*** Opening Stored data ***
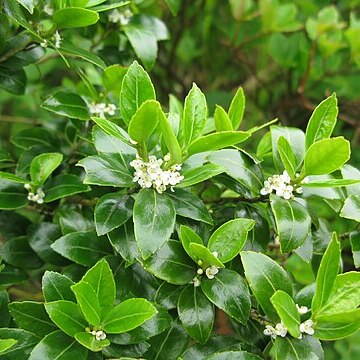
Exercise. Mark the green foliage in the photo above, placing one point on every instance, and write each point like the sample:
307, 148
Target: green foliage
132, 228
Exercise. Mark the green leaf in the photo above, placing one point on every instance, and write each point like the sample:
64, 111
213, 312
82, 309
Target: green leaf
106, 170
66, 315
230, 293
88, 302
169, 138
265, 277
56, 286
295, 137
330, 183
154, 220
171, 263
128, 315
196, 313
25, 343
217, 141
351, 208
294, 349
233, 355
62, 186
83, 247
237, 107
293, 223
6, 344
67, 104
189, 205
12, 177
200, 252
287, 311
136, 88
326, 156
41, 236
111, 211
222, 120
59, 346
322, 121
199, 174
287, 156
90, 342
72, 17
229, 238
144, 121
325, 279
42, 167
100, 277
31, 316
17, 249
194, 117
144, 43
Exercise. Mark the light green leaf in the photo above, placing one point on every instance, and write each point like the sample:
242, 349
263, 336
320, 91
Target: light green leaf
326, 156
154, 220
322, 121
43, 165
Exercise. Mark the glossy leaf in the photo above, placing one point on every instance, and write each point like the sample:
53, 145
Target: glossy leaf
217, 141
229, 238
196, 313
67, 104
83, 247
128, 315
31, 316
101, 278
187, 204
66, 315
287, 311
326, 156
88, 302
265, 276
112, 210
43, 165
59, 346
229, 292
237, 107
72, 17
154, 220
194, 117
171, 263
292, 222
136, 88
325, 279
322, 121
*** Closing Stored data ***
What needs to be done: Print all records verbatim, excluding pictures.

Output of the task:
Exercise. Mark the green foliage in the photo above, placing one point on every instance, and write each point like the sample:
307, 148
Target: green foliage
132, 228
Exercise. Mark the green leaf in the photo above, placing one point on every instance, and write each point like the sample:
64, 111
213, 312
82, 309
Target: green leaf
106, 170
66, 315
230, 293
88, 302
169, 138
265, 277
56, 286
295, 137
330, 183
154, 220
171, 263
128, 315
196, 313
25, 343
217, 141
351, 208
294, 349
233, 355
62, 186
83, 247
237, 107
293, 223
6, 344
67, 104
189, 205
12, 177
200, 252
287, 311
136, 88
326, 156
41, 236
111, 211
222, 120
59, 346
322, 121
199, 174
287, 156
90, 342
72, 17
229, 238
144, 121
325, 279
42, 167
100, 277
31, 316
17, 249
194, 117
144, 43
Exercise. Mark the light green leaf in the photo above, placing one point on every instance, and write each point like the sample:
242, 349
263, 336
320, 91
Target: light green leaf
326, 156
154, 220
322, 121
43, 165
Exercise. Mark the glossy leaf in the photo above, placing one point on every instance, and write each point like the sample:
53, 145
Target: glossy leaf
217, 141
229, 238
196, 313
67, 104
83, 247
128, 315
31, 316
101, 278
187, 204
66, 315
287, 311
326, 156
88, 302
265, 276
112, 210
43, 165
59, 346
229, 292
237, 107
72, 17
154, 220
194, 117
171, 263
292, 222
136, 88
325, 279
322, 121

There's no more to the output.